Records:
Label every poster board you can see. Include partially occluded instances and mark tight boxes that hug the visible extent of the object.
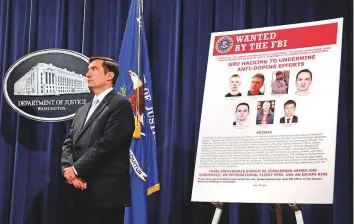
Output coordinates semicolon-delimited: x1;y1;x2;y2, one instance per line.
192;18;343;204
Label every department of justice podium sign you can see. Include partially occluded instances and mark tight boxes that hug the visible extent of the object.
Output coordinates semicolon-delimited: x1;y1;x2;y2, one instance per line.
3;49;93;122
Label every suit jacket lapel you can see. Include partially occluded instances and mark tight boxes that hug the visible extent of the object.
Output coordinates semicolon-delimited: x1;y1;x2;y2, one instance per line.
76;90;114;143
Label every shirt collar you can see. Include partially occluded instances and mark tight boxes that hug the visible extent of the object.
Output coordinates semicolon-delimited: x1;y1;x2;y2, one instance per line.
94;87;113;102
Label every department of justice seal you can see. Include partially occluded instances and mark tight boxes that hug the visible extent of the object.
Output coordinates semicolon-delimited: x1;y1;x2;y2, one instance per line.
215;36;234;54
3;49;93;122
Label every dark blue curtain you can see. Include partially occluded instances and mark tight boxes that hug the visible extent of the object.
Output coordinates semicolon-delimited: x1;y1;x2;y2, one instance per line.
0;0;353;224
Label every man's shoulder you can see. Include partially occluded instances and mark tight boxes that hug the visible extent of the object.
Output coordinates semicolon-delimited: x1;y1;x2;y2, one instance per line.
110;93;130;106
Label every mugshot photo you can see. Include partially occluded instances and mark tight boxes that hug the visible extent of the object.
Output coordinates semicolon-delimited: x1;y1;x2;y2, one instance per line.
295;69;312;93
280;100;298;124
247;73;265;96
225;74;242;97
256;100;275;125
271;70;290;94
233;103;250;126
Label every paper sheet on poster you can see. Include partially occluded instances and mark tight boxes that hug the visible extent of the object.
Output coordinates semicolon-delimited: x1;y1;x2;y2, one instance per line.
192;18;343;204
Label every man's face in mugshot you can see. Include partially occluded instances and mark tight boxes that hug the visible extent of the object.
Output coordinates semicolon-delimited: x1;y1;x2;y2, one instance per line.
250;77;263;92
230;77;241;92
296;72;312;92
262;102;270;111
284;103;296;117
236;105;248;121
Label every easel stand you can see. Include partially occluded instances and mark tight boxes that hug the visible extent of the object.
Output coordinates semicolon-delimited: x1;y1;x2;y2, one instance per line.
211;202;224;224
211;202;304;224
289;203;305;224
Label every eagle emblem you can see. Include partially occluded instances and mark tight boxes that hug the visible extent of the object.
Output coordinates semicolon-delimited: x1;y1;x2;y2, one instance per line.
119;70;145;139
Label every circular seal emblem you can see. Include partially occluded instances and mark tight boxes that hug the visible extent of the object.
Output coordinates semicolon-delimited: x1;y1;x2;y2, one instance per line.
3;49;93;122
215;36;234;54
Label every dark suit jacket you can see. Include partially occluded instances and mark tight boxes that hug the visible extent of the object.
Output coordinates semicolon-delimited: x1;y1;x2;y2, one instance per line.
61;90;134;207
280;115;297;123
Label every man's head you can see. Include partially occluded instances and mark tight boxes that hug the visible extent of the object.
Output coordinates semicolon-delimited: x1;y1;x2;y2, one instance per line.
284;100;296;117
86;57;119;94
230;74;241;92
275;71;284;81
236;103;250;121
262;101;270;111
296;69;312;92
250;73;264;93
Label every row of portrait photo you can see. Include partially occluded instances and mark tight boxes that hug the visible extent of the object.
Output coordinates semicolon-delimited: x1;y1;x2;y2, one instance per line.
225;69;312;97
233;99;299;126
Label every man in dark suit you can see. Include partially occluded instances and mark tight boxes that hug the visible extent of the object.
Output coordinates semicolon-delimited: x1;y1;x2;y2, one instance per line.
61;57;134;224
280;100;298;124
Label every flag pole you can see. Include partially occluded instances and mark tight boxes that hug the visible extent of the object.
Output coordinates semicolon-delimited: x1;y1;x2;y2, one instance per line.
133;0;143;139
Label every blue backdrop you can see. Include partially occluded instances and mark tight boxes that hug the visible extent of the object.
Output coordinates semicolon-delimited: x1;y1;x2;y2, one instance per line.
0;0;353;224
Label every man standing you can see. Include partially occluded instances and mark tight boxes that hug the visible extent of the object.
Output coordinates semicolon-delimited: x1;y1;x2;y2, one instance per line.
61;57;134;224
272;71;288;94
280;100;298;124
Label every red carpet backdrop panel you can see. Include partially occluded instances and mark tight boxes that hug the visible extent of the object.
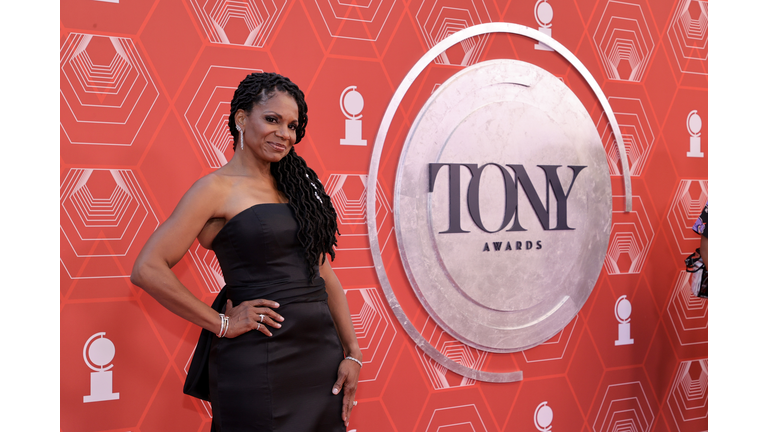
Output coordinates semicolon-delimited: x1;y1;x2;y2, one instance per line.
60;0;709;432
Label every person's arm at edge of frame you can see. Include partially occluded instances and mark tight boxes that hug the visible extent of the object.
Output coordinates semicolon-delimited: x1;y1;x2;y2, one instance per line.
320;257;363;426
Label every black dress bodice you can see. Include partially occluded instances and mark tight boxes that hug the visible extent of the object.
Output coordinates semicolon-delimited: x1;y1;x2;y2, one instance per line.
211;203;327;306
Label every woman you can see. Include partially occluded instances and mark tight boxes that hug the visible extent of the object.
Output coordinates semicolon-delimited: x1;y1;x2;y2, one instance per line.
131;73;362;432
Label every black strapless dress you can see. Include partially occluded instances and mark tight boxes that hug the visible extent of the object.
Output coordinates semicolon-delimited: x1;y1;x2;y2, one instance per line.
188;203;346;432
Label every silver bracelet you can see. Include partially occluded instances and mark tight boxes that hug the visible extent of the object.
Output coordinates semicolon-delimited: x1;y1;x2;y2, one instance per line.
216;314;229;338
344;356;363;368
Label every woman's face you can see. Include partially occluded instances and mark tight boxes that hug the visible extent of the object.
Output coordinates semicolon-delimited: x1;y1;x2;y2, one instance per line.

**INSTRUCTIONS TO FOLLOW:**
Which lines in the entries contain the word "mugshot"? Pick out each one and copy it in full.

**TASK RESULT:**
Label every mugshot photo you can see. Include partially occluded instances and mark tight boxes that hug the visible extent of the object.
Label every man's face in mugshot you can see. Include partially occluded instances and mark tight boxes that hug the visible extent of the object.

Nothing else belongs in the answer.